### Task to complete:
Lay out every line of the material below as a Markdown table with columns "Row" and "Entry", numbering the rows and omitting blank lines.
((
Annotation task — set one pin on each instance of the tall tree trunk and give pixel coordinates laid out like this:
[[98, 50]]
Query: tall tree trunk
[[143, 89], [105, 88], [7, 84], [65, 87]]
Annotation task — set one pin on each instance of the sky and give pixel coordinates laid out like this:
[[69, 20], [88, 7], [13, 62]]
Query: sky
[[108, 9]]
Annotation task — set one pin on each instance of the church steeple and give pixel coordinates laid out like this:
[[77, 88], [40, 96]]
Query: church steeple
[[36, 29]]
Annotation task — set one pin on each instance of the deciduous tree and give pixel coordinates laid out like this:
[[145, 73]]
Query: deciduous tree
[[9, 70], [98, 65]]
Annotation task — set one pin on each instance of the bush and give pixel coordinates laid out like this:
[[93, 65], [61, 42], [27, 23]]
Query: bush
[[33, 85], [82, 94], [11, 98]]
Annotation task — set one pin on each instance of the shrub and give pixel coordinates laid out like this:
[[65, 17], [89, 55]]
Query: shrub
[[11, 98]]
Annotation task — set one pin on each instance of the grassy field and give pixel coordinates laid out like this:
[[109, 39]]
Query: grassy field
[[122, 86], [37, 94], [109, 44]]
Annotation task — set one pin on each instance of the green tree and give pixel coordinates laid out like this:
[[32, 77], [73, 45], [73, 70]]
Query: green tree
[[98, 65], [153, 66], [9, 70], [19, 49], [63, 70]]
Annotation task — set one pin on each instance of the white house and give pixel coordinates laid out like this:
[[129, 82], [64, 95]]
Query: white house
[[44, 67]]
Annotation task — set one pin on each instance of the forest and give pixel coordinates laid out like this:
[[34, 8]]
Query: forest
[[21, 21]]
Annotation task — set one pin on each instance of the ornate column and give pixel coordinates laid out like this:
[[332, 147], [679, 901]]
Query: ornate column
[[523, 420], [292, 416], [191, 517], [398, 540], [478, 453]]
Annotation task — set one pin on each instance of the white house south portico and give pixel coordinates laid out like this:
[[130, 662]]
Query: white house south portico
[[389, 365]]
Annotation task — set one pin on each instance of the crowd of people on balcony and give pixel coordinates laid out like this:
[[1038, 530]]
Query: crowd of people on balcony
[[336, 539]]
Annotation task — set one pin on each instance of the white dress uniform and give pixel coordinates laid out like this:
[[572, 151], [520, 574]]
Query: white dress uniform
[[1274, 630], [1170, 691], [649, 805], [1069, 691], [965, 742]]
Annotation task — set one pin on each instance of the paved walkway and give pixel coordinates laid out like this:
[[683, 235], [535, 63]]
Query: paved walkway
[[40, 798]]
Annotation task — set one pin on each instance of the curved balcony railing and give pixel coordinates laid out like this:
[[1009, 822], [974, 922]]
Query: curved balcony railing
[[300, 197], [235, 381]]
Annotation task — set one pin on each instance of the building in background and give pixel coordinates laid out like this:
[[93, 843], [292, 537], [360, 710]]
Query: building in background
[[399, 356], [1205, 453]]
))
### Result below:
| Row | Entry |
|---|---|
| 1 | Annotation task — set one pin on each instance of the tall tree trunk and give pixel coordinates laid out like this: |
| 2 | [[98, 50]] |
| 3 | Query: tall tree trunk |
| 4 | [[143, 89], [105, 88], [7, 84], [65, 87]] |
| 5 | Annotation task — set one pin on each instance of the sky and give pixel coordinates laid out like this: |
| 6 | [[69, 20], [88, 7], [13, 62]] |
| 7 | Query: sky |
| 8 | [[108, 9]] |
| 9 | Annotation task — set one pin on each instance of the church steeple and give pixel coordinates laid out like this: |
| 10 | [[77, 88], [40, 96]] |
| 11 | Query: church steeple |
| 12 | [[36, 29]] |
| 13 | Annotation task — set one pin on each instance of the deciduous tree and give pixel coordinates laid out like this: |
| 14 | [[145, 73]] |
| 15 | Query: deciduous tree |
| 16 | [[9, 70], [98, 65]] |
| 17 | Annotation task — set one pin on each instance of the bush and give pixel coordinates laid out like this: |
| 18 | [[93, 65], [61, 42], [27, 23]] |
| 19 | Query: bush |
| 20 | [[33, 85], [82, 94], [11, 98]] |
| 21 | Annotation task — set one pin on each instance of the shrub and give pixel coordinates laid out like this: |
| 22 | [[65, 17], [89, 55]] |
| 23 | Query: shrub |
| 24 | [[11, 98]] |
| 25 | Annotation task — set one pin on each instance of the grassy field and give pixel coordinates laid out like this: |
| 26 | [[109, 39]] |
| 27 | Query: grassy field |
| 28 | [[122, 86], [37, 94], [109, 44]] |
| 29 | Annotation task — set one pin on each instance of the green tree and give pixel coordinates laid out like this: |
| 30 | [[32, 77], [73, 45], [73, 70]] |
| 31 | Query: green tree |
| 32 | [[98, 65], [153, 66], [9, 70], [19, 49], [63, 70]] |
| 33 | Annotation task — set one pin on each instance of the white house and give pixel coordinates laid out like this: |
| 34 | [[129, 82], [64, 95]] |
| 35 | Query: white house |
| 36 | [[44, 67]] |
| 37 | Annotation task — set one pin on each instance of the forest and give pixel coordinates laid out like this: |
| 38 | [[34, 8]] |
| 39 | Query: forest |
| 40 | [[21, 21]] |
| 41 | Annotation task — set one pin on each instance of the ornate column and give pixel coordinates laid out like this: |
| 42 | [[332, 147], [679, 901]] |
| 43 | Query: ornate column |
| 44 | [[523, 420], [292, 416], [191, 517], [398, 540], [478, 453]] |
| 45 | Annotation task — set one pin on each instance of the white house south portico and give pixel coordinates laid out like this: |
| 46 | [[130, 662]] |
| 47 | Query: white house south portico |
| 48 | [[389, 365]] |
| 49 | Annotation task — set one pin on each instance of the crowd of people on balcony and give pixel coordinates laid out like this: |
| 50 | [[1038, 530]] |
| 51 | Query: crowd of people on balcony |
| 52 | [[336, 539]] |
| 53 | Annotation task — set one pin on each instance of the white dress uniform and give pixel coordinates laid out like this: |
| 54 | [[572, 151], [520, 574]] |
| 55 | Query: white dress uniform |
| 56 | [[1274, 630], [1170, 691], [649, 805], [1069, 691], [965, 742]] |
| 57 | Annotation task — set one pin on each instance of the paved walkway and give pixel coordinates laid out like this: |
| 58 | [[683, 235], [535, 63]] |
| 59 | Query: paved walkway |
| 60 | [[40, 798]] |
| 61 | Annotation task — set one pin on each instance of the curved balcony railing and give pixel coordinates laid out like this: |
| 62 | [[1009, 822], [974, 922]] |
| 63 | Query: curved balcony railing |
| 64 | [[300, 197], [235, 381]] |
| 65 | Annotation task — set one pin on each instance of the building in background and give pixel coordinates laid out like this: |
| 66 | [[93, 843], [292, 537], [360, 710]] |
| 67 | Query: building in background |
| 68 | [[399, 356], [1205, 453]] |